**Directive:**
Please rewrite the entries below from the line containing "I need to find the streetlight" through the end of the entries, replacing "screenshot" with "image" and leaving everything else as it is.

**Material:**
########################################

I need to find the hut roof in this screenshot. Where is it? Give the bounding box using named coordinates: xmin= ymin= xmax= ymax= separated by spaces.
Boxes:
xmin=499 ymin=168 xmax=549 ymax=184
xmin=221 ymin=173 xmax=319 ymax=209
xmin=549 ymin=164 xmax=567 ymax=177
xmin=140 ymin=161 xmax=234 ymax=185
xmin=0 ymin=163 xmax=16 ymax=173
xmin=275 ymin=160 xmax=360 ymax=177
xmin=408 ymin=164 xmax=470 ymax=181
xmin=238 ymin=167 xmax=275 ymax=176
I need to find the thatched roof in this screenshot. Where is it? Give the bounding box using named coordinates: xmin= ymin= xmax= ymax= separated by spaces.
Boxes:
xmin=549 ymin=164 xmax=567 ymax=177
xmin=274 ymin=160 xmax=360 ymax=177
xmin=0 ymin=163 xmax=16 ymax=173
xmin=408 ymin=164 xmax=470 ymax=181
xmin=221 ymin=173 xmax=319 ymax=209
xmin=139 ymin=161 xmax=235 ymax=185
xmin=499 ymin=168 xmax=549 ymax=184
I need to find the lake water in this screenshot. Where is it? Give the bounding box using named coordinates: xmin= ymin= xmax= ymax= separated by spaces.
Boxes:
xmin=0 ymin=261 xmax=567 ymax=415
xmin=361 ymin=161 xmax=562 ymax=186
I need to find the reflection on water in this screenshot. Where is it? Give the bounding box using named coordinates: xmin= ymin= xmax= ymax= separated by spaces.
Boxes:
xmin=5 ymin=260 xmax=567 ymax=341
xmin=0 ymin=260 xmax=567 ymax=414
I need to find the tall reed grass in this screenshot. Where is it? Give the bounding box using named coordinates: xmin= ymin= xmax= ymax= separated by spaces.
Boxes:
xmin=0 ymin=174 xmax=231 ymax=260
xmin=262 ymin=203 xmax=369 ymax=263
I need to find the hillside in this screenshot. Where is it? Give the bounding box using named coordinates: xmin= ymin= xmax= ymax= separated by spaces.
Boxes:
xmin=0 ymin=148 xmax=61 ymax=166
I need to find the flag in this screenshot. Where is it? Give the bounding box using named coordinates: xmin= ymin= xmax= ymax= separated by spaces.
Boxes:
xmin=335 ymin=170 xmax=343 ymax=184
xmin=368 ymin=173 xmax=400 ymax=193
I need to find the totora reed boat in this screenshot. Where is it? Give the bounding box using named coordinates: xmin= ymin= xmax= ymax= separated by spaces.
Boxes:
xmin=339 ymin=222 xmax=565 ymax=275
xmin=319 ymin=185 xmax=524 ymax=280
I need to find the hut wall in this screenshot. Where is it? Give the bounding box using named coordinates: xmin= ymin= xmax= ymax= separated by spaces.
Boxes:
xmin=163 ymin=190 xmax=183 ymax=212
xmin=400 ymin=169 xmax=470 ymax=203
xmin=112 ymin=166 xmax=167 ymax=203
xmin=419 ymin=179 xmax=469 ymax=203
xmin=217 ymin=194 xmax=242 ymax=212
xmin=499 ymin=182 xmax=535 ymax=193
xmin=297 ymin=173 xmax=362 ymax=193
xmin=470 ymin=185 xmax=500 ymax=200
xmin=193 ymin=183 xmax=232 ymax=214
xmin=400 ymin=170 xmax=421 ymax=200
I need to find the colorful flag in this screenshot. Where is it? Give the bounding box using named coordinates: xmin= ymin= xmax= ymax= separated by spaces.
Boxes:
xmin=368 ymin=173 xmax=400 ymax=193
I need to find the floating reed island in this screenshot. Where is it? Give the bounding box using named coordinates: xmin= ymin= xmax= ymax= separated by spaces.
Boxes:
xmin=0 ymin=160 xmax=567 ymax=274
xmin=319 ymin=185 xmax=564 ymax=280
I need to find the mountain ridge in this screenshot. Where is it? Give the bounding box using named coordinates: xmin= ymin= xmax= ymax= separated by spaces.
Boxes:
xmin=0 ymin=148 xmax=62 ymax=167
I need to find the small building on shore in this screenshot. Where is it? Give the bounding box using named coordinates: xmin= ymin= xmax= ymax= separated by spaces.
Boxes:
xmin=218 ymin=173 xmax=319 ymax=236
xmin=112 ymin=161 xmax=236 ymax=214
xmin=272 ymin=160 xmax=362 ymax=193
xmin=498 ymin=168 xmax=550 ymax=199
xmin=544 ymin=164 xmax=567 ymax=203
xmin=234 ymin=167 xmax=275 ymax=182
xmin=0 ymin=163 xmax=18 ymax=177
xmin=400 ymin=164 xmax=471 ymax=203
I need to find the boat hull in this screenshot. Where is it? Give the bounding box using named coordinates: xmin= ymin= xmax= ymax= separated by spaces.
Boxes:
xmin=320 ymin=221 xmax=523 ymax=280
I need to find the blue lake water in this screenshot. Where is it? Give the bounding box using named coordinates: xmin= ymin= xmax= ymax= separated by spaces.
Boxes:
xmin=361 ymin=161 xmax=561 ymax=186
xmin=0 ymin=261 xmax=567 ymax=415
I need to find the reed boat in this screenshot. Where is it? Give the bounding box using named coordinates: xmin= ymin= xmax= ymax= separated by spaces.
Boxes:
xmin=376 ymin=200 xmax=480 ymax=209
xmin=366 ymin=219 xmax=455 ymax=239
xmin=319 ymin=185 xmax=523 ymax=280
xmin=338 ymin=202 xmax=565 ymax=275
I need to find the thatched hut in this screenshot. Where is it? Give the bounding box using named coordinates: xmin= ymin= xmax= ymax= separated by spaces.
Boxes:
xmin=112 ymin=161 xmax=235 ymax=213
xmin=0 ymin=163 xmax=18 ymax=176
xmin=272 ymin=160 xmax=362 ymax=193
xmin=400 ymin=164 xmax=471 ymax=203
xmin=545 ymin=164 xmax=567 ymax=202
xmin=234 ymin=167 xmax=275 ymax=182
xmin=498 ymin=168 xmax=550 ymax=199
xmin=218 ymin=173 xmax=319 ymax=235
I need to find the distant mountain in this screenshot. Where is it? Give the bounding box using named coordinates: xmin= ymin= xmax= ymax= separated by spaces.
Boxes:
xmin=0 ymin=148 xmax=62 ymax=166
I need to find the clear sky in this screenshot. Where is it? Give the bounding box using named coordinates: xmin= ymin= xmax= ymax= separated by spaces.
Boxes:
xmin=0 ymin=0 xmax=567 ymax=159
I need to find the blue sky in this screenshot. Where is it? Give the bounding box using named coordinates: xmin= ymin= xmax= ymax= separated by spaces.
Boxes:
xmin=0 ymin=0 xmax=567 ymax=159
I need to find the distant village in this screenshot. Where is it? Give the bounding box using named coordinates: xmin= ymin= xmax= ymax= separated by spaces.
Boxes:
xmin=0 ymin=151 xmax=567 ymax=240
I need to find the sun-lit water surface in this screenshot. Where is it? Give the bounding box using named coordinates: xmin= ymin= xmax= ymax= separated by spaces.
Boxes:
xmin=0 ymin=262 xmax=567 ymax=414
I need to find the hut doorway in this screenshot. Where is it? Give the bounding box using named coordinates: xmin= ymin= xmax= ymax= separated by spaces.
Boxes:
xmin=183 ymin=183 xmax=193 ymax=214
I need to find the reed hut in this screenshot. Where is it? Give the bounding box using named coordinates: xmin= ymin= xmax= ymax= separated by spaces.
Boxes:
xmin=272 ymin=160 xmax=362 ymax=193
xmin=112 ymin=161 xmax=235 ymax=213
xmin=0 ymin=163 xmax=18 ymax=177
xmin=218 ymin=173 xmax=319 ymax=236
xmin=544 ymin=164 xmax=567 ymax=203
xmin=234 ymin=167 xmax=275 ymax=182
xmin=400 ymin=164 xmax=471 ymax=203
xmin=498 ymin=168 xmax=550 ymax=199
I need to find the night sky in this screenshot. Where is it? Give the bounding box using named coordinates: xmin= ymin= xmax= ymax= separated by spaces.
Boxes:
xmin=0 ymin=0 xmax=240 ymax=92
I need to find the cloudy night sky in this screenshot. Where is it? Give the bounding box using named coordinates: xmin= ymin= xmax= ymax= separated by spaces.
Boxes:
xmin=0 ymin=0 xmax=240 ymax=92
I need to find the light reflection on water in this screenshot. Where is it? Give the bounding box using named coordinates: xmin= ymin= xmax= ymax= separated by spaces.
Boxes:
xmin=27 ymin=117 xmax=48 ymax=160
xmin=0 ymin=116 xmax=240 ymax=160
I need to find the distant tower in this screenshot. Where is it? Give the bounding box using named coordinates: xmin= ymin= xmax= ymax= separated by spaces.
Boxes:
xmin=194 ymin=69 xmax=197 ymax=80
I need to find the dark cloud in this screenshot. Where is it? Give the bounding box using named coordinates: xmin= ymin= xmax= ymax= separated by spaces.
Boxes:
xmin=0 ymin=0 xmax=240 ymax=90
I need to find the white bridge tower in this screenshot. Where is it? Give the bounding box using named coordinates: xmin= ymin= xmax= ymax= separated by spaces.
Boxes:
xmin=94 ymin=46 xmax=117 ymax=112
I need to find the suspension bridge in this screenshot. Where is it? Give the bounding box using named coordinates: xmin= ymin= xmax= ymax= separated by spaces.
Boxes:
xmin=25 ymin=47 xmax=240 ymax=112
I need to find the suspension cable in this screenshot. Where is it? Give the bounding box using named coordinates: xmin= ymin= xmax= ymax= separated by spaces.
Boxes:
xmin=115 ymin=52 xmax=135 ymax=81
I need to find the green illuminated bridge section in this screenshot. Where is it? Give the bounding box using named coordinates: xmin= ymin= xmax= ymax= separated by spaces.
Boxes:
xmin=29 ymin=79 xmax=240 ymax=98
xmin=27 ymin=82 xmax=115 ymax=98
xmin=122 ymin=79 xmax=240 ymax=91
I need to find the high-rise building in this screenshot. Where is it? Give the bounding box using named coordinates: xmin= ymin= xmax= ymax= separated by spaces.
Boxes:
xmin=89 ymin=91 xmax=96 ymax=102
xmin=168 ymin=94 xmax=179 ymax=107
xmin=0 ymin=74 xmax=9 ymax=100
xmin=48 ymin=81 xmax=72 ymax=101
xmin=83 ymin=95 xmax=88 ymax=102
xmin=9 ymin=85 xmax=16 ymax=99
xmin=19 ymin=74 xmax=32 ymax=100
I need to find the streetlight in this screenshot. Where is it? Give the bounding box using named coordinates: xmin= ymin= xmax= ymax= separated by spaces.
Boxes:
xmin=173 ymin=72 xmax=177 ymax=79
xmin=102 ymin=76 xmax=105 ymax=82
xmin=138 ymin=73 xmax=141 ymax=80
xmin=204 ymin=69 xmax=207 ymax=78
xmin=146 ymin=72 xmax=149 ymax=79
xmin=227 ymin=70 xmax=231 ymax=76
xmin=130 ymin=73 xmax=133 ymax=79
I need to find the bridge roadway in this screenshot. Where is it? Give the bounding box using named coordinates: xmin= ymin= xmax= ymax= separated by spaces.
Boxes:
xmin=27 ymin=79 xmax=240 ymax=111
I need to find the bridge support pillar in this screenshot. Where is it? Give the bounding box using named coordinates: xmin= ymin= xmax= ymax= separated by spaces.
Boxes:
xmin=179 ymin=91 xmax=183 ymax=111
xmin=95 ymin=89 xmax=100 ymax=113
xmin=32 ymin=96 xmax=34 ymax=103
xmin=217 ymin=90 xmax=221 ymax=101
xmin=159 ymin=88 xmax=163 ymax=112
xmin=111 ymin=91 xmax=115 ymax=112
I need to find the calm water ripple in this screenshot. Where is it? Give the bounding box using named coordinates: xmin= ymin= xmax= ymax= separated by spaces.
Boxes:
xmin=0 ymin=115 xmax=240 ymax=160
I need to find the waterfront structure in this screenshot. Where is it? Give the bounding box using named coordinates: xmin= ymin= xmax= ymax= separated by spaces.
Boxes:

########################################

**Output for this exercise:**
I need to find the streetlight in this image. Where is it? Give the bounding box using named coordinates: xmin= ymin= xmax= ymax= separated by spaces.
Boxes:
xmin=173 ymin=72 xmax=177 ymax=79
xmin=102 ymin=76 xmax=105 ymax=82
xmin=138 ymin=73 xmax=141 ymax=80
xmin=204 ymin=69 xmax=207 ymax=78
xmin=146 ymin=72 xmax=149 ymax=79
xmin=227 ymin=70 xmax=231 ymax=76
xmin=130 ymin=73 xmax=133 ymax=79
I need to find the bridge roadway in this image. Where is it? Give the bounding box using named coordinates: xmin= ymin= xmax= ymax= separated by spaces.
Boxes:
xmin=27 ymin=79 xmax=240 ymax=111
I need to find the bridge support pillar in this image. Where is it? Give the bounding box using named coordinates: xmin= ymin= xmax= ymax= separated by spaces.
Boxes:
xmin=179 ymin=91 xmax=183 ymax=111
xmin=95 ymin=89 xmax=100 ymax=113
xmin=32 ymin=96 xmax=34 ymax=103
xmin=217 ymin=90 xmax=221 ymax=101
xmin=159 ymin=88 xmax=163 ymax=112
xmin=111 ymin=91 xmax=115 ymax=112
I need to find the calm water ripple in this image. Where is it? Give the bounding box using named coordinates: xmin= ymin= xmax= ymax= separated by spaces.
Boxes:
xmin=0 ymin=115 xmax=240 ymax=160
I need to find the waterfront structure in this image. Where is it? Give the bounding box using named coordinates: xmin= ymin= xmax= ymax= separated by spaces.
Boxes:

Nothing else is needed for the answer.